Rewrite every line of the data below as a numbered list, leaving out any blank lines.

**EXTRACTED INFORMATION**
--- BEGIN ---

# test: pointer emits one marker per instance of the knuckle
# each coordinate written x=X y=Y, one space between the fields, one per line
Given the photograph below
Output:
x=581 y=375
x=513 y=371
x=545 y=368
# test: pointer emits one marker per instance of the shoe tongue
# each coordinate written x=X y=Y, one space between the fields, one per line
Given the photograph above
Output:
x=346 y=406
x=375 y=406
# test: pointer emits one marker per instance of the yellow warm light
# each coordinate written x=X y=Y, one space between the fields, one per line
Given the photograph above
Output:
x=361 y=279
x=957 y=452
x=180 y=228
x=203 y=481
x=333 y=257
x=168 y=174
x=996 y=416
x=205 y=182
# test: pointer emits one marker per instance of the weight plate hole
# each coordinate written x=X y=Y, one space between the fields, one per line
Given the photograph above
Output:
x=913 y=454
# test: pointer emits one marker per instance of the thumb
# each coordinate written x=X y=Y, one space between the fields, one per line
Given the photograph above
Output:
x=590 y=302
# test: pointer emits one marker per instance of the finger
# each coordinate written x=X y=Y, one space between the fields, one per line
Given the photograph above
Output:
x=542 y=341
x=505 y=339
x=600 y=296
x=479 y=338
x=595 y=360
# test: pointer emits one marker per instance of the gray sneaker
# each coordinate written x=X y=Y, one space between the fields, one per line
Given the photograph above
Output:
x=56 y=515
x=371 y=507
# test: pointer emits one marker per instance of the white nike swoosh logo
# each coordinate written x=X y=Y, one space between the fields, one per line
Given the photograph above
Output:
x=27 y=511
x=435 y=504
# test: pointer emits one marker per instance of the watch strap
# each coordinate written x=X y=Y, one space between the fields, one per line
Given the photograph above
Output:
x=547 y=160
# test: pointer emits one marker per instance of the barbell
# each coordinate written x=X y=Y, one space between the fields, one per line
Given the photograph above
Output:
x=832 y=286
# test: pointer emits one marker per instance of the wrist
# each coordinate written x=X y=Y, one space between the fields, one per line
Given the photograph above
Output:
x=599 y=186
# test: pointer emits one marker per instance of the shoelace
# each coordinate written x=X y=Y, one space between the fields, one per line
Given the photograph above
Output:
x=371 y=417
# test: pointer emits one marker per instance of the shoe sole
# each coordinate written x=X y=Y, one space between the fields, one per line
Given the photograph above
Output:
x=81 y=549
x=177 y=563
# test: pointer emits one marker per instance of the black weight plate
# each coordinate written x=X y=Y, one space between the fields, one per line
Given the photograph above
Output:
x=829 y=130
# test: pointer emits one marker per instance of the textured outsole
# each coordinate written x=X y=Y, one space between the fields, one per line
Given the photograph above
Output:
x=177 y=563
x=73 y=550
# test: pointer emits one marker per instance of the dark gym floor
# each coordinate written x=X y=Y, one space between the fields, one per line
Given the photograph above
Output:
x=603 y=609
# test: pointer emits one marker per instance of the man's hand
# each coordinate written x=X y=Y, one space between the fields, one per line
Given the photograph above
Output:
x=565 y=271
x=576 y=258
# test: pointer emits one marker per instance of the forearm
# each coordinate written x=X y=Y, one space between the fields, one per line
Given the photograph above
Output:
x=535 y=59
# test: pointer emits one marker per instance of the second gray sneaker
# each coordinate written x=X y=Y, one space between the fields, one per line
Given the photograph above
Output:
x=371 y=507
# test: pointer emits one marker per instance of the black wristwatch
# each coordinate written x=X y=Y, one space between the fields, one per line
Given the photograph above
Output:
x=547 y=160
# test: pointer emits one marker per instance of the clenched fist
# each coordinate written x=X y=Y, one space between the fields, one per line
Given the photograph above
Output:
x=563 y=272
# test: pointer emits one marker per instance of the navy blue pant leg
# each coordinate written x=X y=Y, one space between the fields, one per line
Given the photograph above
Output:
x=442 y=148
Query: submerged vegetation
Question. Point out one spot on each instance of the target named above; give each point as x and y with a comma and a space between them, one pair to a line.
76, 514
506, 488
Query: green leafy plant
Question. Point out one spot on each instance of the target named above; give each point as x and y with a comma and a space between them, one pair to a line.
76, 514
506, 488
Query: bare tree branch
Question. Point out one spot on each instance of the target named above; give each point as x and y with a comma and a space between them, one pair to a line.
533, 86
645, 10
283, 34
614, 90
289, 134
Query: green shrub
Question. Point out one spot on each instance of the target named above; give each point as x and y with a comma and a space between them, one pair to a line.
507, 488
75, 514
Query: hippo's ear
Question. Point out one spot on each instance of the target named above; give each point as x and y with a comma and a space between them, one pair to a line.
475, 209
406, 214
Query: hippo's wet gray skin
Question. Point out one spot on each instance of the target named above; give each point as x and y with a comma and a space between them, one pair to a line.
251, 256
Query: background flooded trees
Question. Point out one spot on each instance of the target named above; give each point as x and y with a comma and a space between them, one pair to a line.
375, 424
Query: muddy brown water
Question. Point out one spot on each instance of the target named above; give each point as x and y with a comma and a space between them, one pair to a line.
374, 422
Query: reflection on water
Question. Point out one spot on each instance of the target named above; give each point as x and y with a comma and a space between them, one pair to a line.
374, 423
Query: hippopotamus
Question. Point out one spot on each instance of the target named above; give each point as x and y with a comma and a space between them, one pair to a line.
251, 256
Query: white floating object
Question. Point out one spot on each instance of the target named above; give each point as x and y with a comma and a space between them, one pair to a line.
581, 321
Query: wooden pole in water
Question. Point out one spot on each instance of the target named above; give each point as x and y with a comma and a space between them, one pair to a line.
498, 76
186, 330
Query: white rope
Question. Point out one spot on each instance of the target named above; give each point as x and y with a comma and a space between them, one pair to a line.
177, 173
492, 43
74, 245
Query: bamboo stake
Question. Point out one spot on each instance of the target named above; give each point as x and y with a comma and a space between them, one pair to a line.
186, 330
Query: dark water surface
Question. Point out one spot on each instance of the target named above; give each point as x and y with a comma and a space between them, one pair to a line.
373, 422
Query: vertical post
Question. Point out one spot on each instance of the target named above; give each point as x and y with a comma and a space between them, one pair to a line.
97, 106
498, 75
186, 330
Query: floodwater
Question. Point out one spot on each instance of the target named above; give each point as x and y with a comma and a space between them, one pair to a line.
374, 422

--- END ---

**OUTPUT FOR THIS TASK**
1. # test: pointer emits one marker per instance of the knuckle
2. # each coordinate written x=X y=Y, one space between the fields, one per line
3. Given the photograph below
4. Output:
5. x=581 y=375
6. x=513 y=371
7. x=545 y=368
8. # test: pointer emits one marker per instance of the shoe tongue
9. # each coordinate written x=X y=Y, one space between the fields, one per line
10. Given the photograph above
11. Output:
12. x=346 y=406
13. x=375 y=406
14. # test: pointer emits one marker per instance of the yellow warm light
15. # each coordinate written x=X y=Y, one space between the fields, one per line
16. Given the photograph above
17. Output:
18. x=361 y=279
19. x=957 y=452
20. x=180 y=228
21. x=203 y=481
22. x=333 y=257
23. x=168 y=174
24. x=996 y=416
25. x=205 y=182
26. # test: pointer emits one marker per instance of the weight plate hole
27. # each coordinate written x=X y=Y, one space between the fields, one per line
28. Given the photograph above
29. Output:
30. x=913 y=454
31. # test: pointer emits one marker per instance of the thumb
32. # each coordinate written x=X y=Y, one space between the fields, one per line
33. Given the photograph above
34. Output:
35. x=590 y=302
36. # test: pointer emits one marker per instance of the finger
37. # each coordinate written x=X y=Y, one space between the fields, one per line
38. Given the photograph above
39. Output:
40. x=542 y=341
41. x=505 y=339
42. x=600 y=296
43. x=479 y=338
44. x=595 y=360
45. # test: pointer emits one marker per instance of the gray sneaker
46. # each coordinate written x=X y=Y, one space between the fields, one per line
47. Given the photograph above
48. Output:
49. x=56 y=515
50. x=371 y=507
51. # test: pointer emits one marker per instance of the white nike swoosh logo
52. # each coordinate written x=X y=Y, one space between the fields, one per line
53. Given the photograph above
54. Output:
55. x=27 y=511
56. x=435 y=504
57. # test: pointer emits one marker per instance of the watch strap
58. # each coordinate written x=X y=Y, one space between the fields, one per line
59. Given the photograph above
60. Output:
61. x=547 y=160
62. # test: pointer emits one marker per instance of the barbell
63. # each coordinate written x=X y=Y, one space between the fields, one per line
64. Given the photograph above
65. Output:
66. x=832 y=286
67. # test: pointer emits one marker per instance of the wrist
68. # each coordinate written x=X y=Y, one space between the fields, one per line
69. Given the photograph above
70. Output:
71. x=599 y=186
72. # test: pointer emits one marker per instance of the shoelace
73. # each coordinate written x=X y=Y, one space between the fields, one per line
74. Given the photograph above
75. Output:
76. x=371 y=417
77. # test: pointer emits one marker per instance of the shoe sole
78. # each coordinate written x=X y=Y, one space between the fields, one per line
79. Given the photograph above
80. Output:
81. x=81 y=549
82. x=177 y=563
83. # test: pointer emits one marker per instance of the black weight plate
84. # each coordinate written x=X y=Y, one space between the fields, one per line
85. Given the photograph above
86. Output:
87. x=829 y=130
88. # test: pointer emits one marker per instance of the textured outsole
89. # each coordinate written x=X y=Y, one space between the fields, one per line
90. Given the photograph above
91. Output:
92. x=177 y=563
93. x=73 y=550
94. # test: pointer emits one marker per instance of the dark gym floor
95. # each coordinate written x=X y=Y, one space between the fields, one per line
96. Given the photograph above
97. Output:
98. x=603 y=609
99. # test: pointer emits one marker per instance of the man's hand
100. # each coordinate written x=X y=Y, one space between the fields, one per line
101. Given the photograph above
102. Output:
103. x=565 y=271
104. x=576 y=258
105. # test: pointer emits one marker per instance of the forearm
106. # each coordinate written x=X y=Y, one space between the fields, one per line
107. Given the photograph above
108. Output:
109. x=535 y=59
110. # test: pointer emits one marker per instance of the second gray sneaker
111. # each coordinate written x=X y=Y, one space between the fields, one per line
112. Given the photograph above
113. Output:
114. x=371 y=507
115. # test: pointer emits one marker per instance of the black wristwatch
116. # each coordinate written x=X y=Y, one space between the fields, one per line
117. Given the photograph above
118. Output:
119. x=547 y=160
120. # test: pointer emits one marker per instance of the clenched fist
121. # each coordinate written x=X y=Y, one space between the fields, one per line
122. Given the photograph above
123. Output:
124. x=563 y=272
125. # test: pointer emits one marker per instance of the navy blue pant leg
126. # each coordinate written x=X y=Y, one space between the fields, one per line
127. Given the photograph above
128. Output:
129. x=442 y=148
130. Query: submerged vegetation
131. Question. Point out one spot on each instance of the target named above; give each point as x and y with a comma and a space between them, one pair to a line.
132. 76, 514
133. 506, 488
134. Query: green leafy plant
135. Question. Point out one spot on each instance of the target named above; give each point as x and y with a comma and a space between them, one pair to a line.
136. 76, 514
137. 506, 488
138. Query: bare tree branch
139. Question. Point out one spot on each instance of the target named above; give each point as x and y with a comma and a space between them, one pair to a line.
140. 533, 86
141. 645, 10
142. 283, 34
143. 614, 90
144. 289, 134
145. Query: green shrub
146. Question. Point out one spot on each instance of the target named above; give each point as x and y with a comma and a space between them, one pair to a line.
147. 507, 488
148. 75, 514
149. Query: hippo's ear
150. Question. Point out one spot on each instance of the target named above; give each point as x and y with a comma and a space between them, one pair to a line.
151. 475, 209
152. 406, 214
153. Query: hippo's wet gray skin
154. Question. Point out one spot on each instance of the target named above; give each point as x and y with a comma and a space between them, one pair to a line.
155. 251, 256
156. Query: background flooded trees
157. Question. Point out one spot on each instance of the target named above; give each point as x and y with a comma and a space between them, one pair to a line.
158. 375, 424
159. Query: muddy brown water
160. Question. Point out one spot on each instance of the target named above; give each point as x and y with a comma and a space between them, one pair to a line.
161. 374, 422
162. Query: reflection on water
163. Question. Point out one spot on each instance of the target named above; give each point as x and y with a comma and a space between them, one pair to a line.
164. 374, 423
165. Query: hippopotamus
166. Question. Point out one spot on each instance of the target named above; give each point as x and y with a comma and a space between them, one pair to a line.
167. 251, 256
168. Query: white floating object
169. Question. Point out one spot on each instance of the target named above; give each point as x and y with a comma and a space between them, one pair to a line.
170. 581, 321
171. Query: wooden pole in water
172. Question. Point out one spot on each instance of the target named above; give each point as x and y with a comma and a space between them, one pair to a line.
173. 498, 76
174. 186, 330
175. Query: white rope
176. Question. Point out one spot on each instance of the target named above; give each point as x and y with a comma and a space between them, one pair to a line.
177. 177, 173
178. 492, 43
179. 74, 245
180. Query: bamboo stake
181. Question. Point out one spot on each instance of the target named above; give each point as x and y with a comma and a space between them, one pair to a line.
182. 186, 330
183. Query: dark water surface
184. Question. Point out one spot on each instance of the target named above; give each point as x and y with a comma and a space between them, one pair to a line.
185. 373, 422
186. Query: vertical post
187. Question. Point out one spot on each instance of the target named above; give each point as x and y with a comma and a space between them, one pair to a line.
188. 97, 106
189. 498, 75
190. 186, 330
191. Query: floodwater
192. Question. Point out one spot on each instance of the target named above; give each point as x and y with a comma and a space between them, one pair to a line.
193. 374, 422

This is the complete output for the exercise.